## About this task
Restate exactly the lines from the top of the listing below to the line containing "Query: white flower"; the remaining lines are not wanted.

## Source data
▬▬▬▬▬▬
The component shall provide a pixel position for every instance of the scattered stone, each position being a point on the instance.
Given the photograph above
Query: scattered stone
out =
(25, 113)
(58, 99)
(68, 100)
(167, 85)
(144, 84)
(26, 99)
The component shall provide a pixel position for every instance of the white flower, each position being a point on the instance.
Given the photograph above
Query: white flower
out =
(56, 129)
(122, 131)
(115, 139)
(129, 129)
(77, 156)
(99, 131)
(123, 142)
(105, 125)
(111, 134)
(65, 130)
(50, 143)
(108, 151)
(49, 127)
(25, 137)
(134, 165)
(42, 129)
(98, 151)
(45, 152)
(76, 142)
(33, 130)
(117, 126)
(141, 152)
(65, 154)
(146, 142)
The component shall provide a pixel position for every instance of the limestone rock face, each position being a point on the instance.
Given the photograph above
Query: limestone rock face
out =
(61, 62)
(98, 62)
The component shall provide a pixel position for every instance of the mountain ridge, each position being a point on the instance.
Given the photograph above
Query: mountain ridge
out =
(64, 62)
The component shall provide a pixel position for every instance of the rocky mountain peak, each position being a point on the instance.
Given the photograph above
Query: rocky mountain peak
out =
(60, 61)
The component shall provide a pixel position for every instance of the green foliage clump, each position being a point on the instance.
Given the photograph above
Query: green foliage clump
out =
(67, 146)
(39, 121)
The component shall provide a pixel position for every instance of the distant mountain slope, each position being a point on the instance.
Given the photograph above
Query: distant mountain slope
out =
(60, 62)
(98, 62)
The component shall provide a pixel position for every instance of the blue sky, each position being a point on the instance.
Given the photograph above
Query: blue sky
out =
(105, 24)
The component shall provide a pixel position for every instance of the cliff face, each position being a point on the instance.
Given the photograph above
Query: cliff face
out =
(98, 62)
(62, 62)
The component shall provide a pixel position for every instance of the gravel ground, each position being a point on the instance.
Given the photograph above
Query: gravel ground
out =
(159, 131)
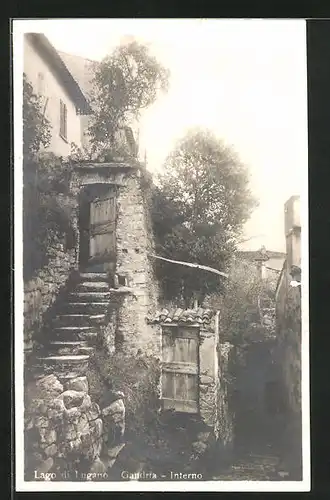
▬▬▬▬▬▬
## Response to the exercise
The component shall provide a pixel position for every instance of the scattered stone, each position being a point on the instance.
Given the photograph above
Query: scattered stone
out =
(25, 113)
(58, 99)
(68, 100)
(167, 85)
(144, 84)
(26, 99)
The component shall provide a pixel position for every instance of the white flower, each position being a point on the instance.
Given the photograph above
Query: white flower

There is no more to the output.